# 제시된 텍스트
————

In [4]:
import tensorflow as tf
import numpy as np
import random
from datetime import datetime

In [6]:
class DataGeneration:
    
    def __init__(self, name, file_path, seperation_rate, is_normalized = False):
        self.name = name
        self.file_path = file_path
        self.seperation_rate = seperation_rate
        self.is_normalized = is_normalized
        print("DataGeneration object is created !!")
        
    def data_normalized_using_min_max(self, loaded_data):
        transpose_loaded_data = loaded_data.T
        
        print("transpose_loaded_data.shape = ", transpose_loaded_data)
        
        transpose_normalized_data_list = []
        
        for index in range(len(transpose_loaded_data)):
            max_value = np.max(transpose_loaded_data[index, :])
            min_value = np.min(transpose_loaded_data[index, :])
            transpose_normalized_data_list.append((transpose_loaded_data[index, :] - min_value)/(max_value - min_value))
        
        transpose_normalized_data = np.array(transpose_normalized_data_list)
        print("transpose_normalized_data.shape = ",transpose_normalized_data.shape)
        
        normalized_data = transpose_normalized_data.T
        print("normalized_data.shape = ", normalized_data.shape)
        
        data_save_path = './Normalized_' + self.name + '_data.csv'
        
        np.savetxt(data_save_path, normalized_data, delimiter= ',')

————

# 항목 모음

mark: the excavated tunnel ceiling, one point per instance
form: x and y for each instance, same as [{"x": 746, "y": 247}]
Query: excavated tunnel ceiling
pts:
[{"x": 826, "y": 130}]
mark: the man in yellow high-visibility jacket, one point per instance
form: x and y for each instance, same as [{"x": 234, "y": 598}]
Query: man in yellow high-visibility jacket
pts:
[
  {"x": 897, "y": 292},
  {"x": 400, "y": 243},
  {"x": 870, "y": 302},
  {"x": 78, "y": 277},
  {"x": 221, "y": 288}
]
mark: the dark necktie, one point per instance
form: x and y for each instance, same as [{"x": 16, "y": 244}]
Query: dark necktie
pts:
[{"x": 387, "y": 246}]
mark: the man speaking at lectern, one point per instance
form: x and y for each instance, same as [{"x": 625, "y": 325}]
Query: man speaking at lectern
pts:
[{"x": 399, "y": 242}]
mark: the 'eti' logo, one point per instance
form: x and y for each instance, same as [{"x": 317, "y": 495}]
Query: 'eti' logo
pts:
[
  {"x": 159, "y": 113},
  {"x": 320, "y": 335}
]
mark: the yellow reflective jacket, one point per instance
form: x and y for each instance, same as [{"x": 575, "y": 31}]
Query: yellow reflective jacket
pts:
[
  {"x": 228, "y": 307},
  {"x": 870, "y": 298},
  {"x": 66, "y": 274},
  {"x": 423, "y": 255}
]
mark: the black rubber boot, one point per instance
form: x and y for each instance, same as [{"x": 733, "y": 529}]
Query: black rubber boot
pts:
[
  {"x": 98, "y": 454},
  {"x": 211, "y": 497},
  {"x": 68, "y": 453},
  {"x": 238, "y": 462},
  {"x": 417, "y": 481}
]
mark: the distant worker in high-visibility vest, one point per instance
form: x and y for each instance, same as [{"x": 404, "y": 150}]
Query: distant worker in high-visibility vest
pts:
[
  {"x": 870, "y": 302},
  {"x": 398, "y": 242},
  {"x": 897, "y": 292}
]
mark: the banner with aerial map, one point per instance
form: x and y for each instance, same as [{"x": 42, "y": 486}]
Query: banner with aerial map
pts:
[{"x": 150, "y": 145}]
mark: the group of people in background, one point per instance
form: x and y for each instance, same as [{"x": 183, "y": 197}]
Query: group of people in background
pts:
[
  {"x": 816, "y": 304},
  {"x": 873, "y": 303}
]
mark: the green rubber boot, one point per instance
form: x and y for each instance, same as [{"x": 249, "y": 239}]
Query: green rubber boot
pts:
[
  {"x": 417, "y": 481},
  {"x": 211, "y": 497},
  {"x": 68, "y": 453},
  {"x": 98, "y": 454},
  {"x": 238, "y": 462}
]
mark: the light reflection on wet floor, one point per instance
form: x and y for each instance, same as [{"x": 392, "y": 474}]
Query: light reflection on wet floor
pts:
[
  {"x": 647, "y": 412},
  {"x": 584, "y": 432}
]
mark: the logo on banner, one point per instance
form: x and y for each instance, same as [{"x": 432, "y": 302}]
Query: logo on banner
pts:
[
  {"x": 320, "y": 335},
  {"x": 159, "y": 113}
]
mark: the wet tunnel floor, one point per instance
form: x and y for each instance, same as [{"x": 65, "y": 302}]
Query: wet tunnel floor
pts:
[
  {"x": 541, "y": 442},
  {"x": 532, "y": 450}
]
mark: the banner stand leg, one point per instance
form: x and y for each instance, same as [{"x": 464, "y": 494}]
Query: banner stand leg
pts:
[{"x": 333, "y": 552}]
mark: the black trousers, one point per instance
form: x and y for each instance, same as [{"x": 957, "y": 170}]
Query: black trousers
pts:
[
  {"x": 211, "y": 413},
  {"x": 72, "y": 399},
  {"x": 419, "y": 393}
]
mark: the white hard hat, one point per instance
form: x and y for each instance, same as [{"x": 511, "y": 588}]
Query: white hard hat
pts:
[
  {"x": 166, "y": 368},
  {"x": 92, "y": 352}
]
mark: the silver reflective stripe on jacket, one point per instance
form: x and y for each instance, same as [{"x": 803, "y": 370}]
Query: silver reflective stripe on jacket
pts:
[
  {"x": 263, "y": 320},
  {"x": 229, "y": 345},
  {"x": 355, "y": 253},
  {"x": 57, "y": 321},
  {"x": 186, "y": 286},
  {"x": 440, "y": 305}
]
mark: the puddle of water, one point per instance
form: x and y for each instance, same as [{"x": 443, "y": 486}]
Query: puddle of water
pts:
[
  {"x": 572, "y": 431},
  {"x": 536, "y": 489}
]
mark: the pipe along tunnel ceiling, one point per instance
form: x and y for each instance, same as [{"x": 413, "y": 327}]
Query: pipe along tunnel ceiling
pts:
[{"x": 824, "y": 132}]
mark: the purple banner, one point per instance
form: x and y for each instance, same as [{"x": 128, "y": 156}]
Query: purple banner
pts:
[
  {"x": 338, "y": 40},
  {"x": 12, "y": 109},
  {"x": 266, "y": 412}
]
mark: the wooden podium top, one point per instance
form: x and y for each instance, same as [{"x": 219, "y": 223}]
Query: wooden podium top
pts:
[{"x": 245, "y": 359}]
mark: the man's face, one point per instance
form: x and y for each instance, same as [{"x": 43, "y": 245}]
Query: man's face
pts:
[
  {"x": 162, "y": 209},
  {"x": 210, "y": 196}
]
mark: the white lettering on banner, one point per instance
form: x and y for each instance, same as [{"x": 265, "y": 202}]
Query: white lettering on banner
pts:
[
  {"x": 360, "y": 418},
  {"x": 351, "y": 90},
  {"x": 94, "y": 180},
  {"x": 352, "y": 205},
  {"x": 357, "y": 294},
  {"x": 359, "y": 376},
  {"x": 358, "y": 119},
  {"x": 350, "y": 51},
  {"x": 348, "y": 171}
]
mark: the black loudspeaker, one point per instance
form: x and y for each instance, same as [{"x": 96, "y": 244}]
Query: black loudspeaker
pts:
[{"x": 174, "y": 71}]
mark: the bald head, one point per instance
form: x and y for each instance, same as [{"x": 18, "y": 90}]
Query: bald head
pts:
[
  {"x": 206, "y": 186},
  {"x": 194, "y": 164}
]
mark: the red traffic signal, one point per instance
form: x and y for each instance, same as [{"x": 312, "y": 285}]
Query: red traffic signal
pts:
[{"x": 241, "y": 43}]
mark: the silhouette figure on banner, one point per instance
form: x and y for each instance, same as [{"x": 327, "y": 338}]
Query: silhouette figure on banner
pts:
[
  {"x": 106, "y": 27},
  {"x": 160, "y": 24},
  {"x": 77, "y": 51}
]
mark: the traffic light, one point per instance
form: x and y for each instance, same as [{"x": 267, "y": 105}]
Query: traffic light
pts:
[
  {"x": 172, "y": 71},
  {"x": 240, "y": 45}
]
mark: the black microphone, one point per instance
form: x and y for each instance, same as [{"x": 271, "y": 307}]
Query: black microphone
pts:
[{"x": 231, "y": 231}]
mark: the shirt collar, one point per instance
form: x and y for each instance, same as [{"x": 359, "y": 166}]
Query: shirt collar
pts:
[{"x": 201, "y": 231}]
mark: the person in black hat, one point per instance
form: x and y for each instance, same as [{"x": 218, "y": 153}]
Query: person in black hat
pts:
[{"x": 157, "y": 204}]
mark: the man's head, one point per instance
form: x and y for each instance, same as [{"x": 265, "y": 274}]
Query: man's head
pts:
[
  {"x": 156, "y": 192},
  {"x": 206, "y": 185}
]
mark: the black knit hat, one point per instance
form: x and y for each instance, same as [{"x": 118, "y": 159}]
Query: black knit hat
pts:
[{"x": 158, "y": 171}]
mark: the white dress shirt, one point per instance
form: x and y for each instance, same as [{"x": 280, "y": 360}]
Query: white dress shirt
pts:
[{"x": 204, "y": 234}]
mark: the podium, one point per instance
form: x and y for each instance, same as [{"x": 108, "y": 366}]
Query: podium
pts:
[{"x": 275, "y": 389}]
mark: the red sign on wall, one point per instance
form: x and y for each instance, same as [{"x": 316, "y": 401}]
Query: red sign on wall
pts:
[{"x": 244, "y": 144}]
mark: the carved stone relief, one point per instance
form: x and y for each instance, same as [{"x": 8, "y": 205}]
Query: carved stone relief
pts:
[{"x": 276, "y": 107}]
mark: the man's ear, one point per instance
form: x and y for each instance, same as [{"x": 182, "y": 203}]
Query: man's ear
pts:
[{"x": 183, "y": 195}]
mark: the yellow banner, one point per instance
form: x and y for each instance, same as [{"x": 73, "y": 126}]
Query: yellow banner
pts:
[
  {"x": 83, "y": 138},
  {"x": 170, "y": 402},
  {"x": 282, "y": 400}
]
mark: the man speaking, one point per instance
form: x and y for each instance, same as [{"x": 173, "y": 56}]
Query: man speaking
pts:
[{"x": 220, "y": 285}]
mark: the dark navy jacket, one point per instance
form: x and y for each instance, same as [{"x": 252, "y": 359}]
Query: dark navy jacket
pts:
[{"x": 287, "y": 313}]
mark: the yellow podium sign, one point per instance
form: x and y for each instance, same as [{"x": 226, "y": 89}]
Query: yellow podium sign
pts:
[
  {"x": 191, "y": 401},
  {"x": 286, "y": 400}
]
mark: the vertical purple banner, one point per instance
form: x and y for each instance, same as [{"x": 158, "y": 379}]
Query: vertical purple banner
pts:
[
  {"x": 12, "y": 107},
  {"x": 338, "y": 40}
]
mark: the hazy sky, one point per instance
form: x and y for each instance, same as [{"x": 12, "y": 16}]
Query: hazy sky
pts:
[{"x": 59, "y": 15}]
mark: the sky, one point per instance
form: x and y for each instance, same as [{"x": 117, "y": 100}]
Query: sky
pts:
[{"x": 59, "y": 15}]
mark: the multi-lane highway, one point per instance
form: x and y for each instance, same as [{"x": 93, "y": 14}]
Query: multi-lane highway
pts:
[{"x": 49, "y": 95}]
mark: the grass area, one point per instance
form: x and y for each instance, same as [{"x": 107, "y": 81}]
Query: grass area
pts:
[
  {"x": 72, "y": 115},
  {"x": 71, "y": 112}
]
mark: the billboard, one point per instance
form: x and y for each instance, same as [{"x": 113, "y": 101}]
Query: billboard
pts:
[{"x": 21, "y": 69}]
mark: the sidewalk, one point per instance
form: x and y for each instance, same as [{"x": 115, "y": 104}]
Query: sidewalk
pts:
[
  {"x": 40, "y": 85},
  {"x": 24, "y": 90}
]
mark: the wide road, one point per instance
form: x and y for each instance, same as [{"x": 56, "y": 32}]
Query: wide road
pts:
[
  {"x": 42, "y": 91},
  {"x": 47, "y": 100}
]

————

# 문제 세부 사항
제시된 텍스트의 코드에서 import 문으로 불러오는 모듈의 이름을 모두 쓰십시오.

# 풀이 결과
tensorflow, numpy, random, datetime